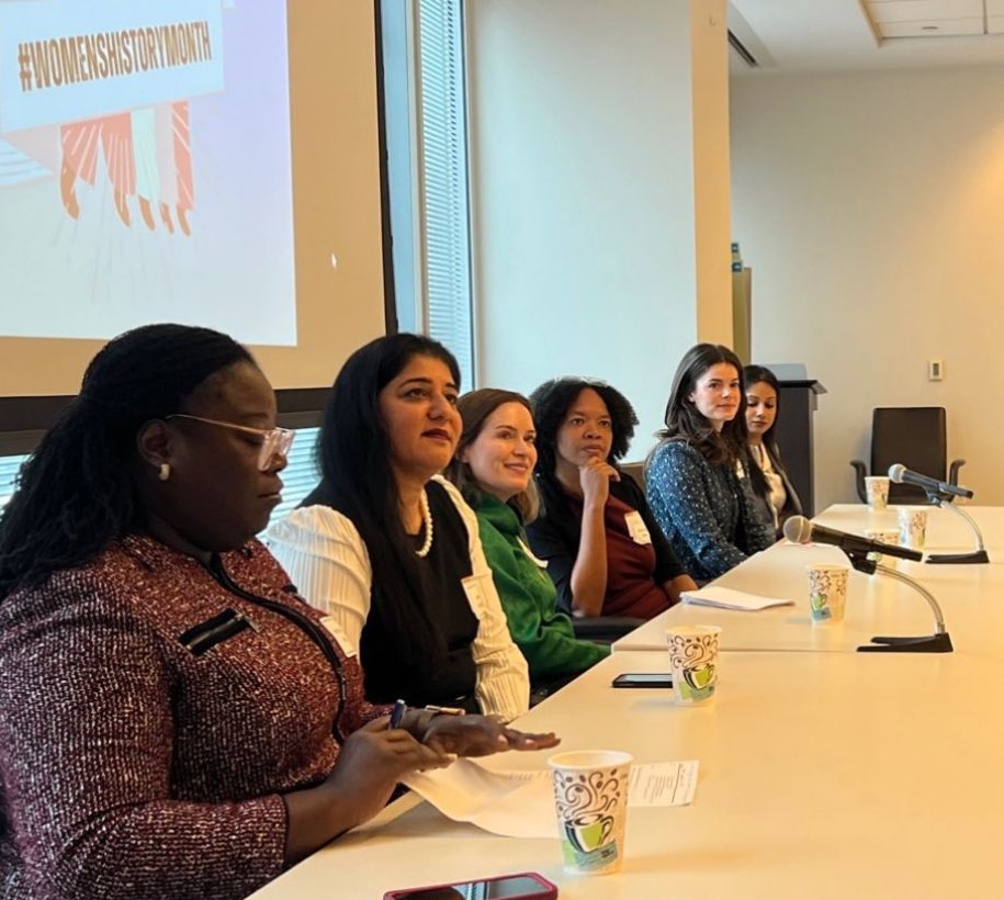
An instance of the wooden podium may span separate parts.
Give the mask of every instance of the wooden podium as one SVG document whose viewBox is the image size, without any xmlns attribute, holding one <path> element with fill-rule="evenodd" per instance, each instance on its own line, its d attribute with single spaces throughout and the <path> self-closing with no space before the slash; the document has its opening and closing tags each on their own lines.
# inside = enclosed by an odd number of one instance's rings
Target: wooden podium
<svg viewBox="0 0 1004 900">
<path fill-rule="evenodd" d="M 779 379 L 780 414 L 775 427 L 781 462 L 788 470 L 791 484 L 802 500 L 803 515 L 815 515 L 815 463 L 812 443 L 812 414 L 819 405 L 817 397 L 826 389 L 815 379 Z"/>
</svg>

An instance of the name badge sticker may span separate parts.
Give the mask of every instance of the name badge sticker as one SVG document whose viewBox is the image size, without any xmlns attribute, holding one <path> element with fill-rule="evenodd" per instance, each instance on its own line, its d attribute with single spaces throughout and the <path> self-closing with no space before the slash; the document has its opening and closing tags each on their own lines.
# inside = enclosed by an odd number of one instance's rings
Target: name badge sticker
<svg viewBox="0 0 1004 900">
<path fill-rule="evenodd" d="M 624 525 L 628 526 L 628 535 L 631 536 L 631 540 L 635 543 L 652 543 L 652 536 L 648 533 L 648 529 L 645 528 L 645 521 L 638 509 L 624 513 Z"/>
</svg>

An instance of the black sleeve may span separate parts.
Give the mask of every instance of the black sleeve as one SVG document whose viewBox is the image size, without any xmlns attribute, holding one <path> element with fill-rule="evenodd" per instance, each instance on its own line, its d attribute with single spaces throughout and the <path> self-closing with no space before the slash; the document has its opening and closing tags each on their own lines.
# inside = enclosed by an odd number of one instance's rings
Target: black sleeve
<svg viewBox="0 0 1004 900">
<path fill-rule="evenodd" d="M 621 480 L 616 484 L 617 487 L 612 490 L 616 491 L 618 499 L 638 509 L 642 521 L 645 522 L 645 528 L 648 529 L 648 535 L 652 538 L 652 549 L 655 551 L 655 572 L 653 573 L 655 583 L 662 585 L 666 582 L 672 582 L 679 575 L 686 575 L 687 570 L 684 569 L 679 556 L 669 545 L 663 529 L 659 528 L 655 516 L 652 515 L 648 500 L 645 499 L 645 494 L 638 482 L 621 470 Z"/>
<path fill-rule="evenodd" d="M 548 563 L 548 574 L 557 588 L 557 605 L 572 612 L 572 570 L 578 555 L 579 527 L 572 510 L 560 500 L 550 500 L 546 513 L 527 526 L 533 555 Z"/>
</svg>

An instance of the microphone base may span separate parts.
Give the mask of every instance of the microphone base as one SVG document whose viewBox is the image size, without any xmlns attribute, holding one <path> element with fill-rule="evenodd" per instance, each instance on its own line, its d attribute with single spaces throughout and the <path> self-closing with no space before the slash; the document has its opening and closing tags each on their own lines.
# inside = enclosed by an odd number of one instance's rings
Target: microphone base
<svg viewBox="0 0 1004 900">
<path fill-rule="evenodd" d="M 929 565 L 979 565 L 989 563 L 990 556 L 985 550 L 973 550 L 972 553 L 937 553 L 924 562 Z"/>
<path fill-rule="evenodd" d="M 951 638 L 947 631 L 923 638 L 872 638 L 870 644 L 858 648 L 858 653 L 951 653 Z"/>
</svg>

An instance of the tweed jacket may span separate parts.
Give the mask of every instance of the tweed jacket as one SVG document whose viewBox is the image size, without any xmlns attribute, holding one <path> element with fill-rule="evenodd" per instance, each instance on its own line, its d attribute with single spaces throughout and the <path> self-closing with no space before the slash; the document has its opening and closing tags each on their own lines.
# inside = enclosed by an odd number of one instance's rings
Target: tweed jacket
<svg viewBox="0 0 1004 900">
<path fill-rule="evenodd" d="M 384 711 L 294 592 L 257 541 L 206 567 L 128 536 L 0 604 L 0 896 L 237 898 L 280 874 L 280 794 Z"/>
</svg>

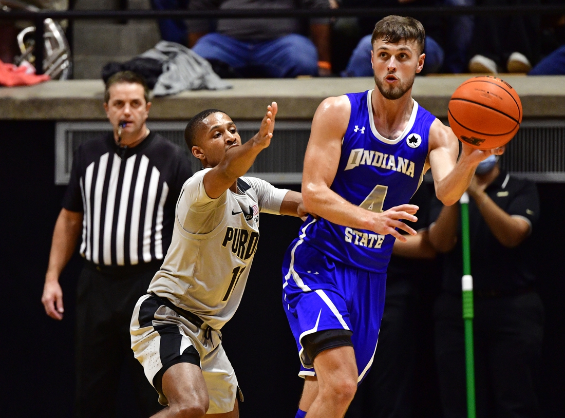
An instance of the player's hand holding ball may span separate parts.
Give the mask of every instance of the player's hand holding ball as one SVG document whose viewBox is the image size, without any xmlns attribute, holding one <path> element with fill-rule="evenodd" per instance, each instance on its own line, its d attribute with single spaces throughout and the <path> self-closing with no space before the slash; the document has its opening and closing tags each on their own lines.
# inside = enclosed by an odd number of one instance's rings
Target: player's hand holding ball
<svg viewBox="0 0 565 418">
<path fill-rule="evenodd" d="M 467 155 L 481 160 L 501 154 L 518 132 L 522 103 L 506 81 L 491 76 L 474 77 L 461 84 L 449 101 L 447 118 Z M 475 153 L 474 149 L 490 152 Z"/>
</svg>

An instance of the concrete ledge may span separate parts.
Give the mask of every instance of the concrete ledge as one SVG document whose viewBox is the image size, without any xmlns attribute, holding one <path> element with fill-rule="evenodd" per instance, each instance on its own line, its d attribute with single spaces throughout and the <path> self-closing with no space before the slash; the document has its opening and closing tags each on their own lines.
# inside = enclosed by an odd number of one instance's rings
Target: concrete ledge
<svg viewBox="0 0 565 418">
<path fill-rule="evenodd" d="M 565 76 L 501 76 L 518 92 L 527 118 L 565 117 Z M 438 117 L 446 117 L 451 94 L 463 76 L 418 77 L 413 95 Z M 153 99 L 153 120 L 185 120 L 216 107 L 234 119 L 257 120 L 272 101 L 280 119 L 310 119 L 328 96 L 374 86 L 370 77 L 231 80 L 233 88 L 185 92 Z M 104 86 L 100 80 L 49 81 L 36 86 L 0 88 L 0 120 L 103 120 Z"/>
</svg>

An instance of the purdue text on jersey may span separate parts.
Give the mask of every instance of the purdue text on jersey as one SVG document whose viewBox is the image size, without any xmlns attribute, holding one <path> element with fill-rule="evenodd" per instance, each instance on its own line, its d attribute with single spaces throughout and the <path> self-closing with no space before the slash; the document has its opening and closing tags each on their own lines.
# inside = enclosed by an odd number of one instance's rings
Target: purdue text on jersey
<svg viewBox="0 0 565 418">
<path fill-rule="evenodd" d="M 231 242 L 232 252 L 242 260 L 247 260 L 255 254 L 259 242 L 259 233 L 252 231 L 251 234 L 247 229 L 228 227 L 221 245 L 225 247 Z"/>
</svg>

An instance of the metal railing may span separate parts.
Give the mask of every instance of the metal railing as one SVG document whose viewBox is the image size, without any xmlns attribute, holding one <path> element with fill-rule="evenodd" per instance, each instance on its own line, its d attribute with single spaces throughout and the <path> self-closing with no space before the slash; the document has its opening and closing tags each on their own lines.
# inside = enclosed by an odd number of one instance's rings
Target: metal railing
<svg viewBox="0 0 565 418">
<path fill-rule="evenodd" d="M 359 8 L 336 8 L 325 10 L 43 10 L 37 12 L 12 10 L 0 11 L 0 20 L 32 20 L 36 27 L 35 45 L 42 45 L 44 35 L 43 21 L 45 19 L 54 20 L 98 19 L 284 19 L 311 18 L 372 17 L 391 14 L 403 16 L 442 15 L 557 15 L 565 14 L 563 5 L 520 5 L 518 6 L 434 6 L 405 7 L 376 7 Z M 41 63 L 44 51 L 38 48 L 35 51 L 36 69 L 37 74 L 43 73 Z"/>
</svg>

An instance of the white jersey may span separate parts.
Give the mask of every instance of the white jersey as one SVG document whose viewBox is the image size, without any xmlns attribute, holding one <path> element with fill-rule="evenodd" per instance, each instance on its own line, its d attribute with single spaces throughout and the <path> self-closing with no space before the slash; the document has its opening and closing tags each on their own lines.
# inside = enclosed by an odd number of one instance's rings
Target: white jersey
<svg viewBox="0 0 565 418">
<path fill-rule="evenodd" d="M 280 215 L 288 191 L 242 177 L 238 193 L 211 199 L 201 170 L 182 186 L 172 241 L 147 291 L 220 329 L 239 306 L 259 241 L 259 213 Z"/>
</svg>

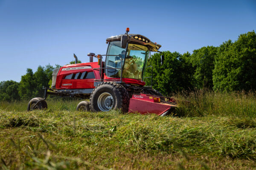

= = = =

*Your objective:*
Put every line from the one containing "An instance of the metal" down through the end of the records into a numbered list, skipping blank lines and leaving out the pictures.

*Exercise response:*
1. An instance of the metal railing may span separate parts.
2. Give the mask of every instance of the metal railing as one SVG document whose viewBox is the image size, without any xmlns attribute, holding one <path> element with fill-rule="evenodd" per instance, each instance on its own line, its d attribute with single spaces throughout and the <path> self-closing with no space before the slash; the document has its opening and closing tags each on their own lines.
3. # inside = enclosed by an odd number of one instance's rings
4. Target: metal railing
5. <svg viewBox="0 0 565 418">
6. <path fill-rule="evenodd" d="M 359 8 L 336 8 L 325 10 L 43 10 L 37 12 L 12 10 L 0 11 L 0 20 L 32 20 L 36 27 L 35 45 L 42 45 L 44 35 L 43 21 L 45 19 L 54 20 L 98 19 L 284 19 L 311 18 L 372 17 L 391 14 L 403 16 L 442 15 L 557 15 L 565 14 L 563 5 L 520 5 L 518 6 L 434 6 L 405 7 L 376 7 Z M 41 63 L 44 51 L 38 48 L 35 51 L 36 69 L 37 74 L 43 73 Z"/>
7. </svg>
8. An instance of the white jersey may span separate parts.
9. Give the mask of every instance of the white jersey as one SVG document whose viewBox is the image size, without any xmlns attribute, holding one <path> element with fill-rule="evenodd" per instance, each instance on its own line, its d attribute with single spaces throughout and the <path> self-closing with no space before the slash; the document has its opening and closing tags each on their own lines.
10. # inside = enclosed by an odd number of one instance's rings
11. Target: white jersey
12. <svg viewBox="0 0 565 418">
13. <path fill-rule="evenodd" d="M 280 215 L 288 191 L 242 177 L 238 193 L 211 199 L 201 170 L 182 186 L 172 241 L 147 291 L 220 329 L 239 306 L 259 241 L 259 213 Z"/>
14. </svg>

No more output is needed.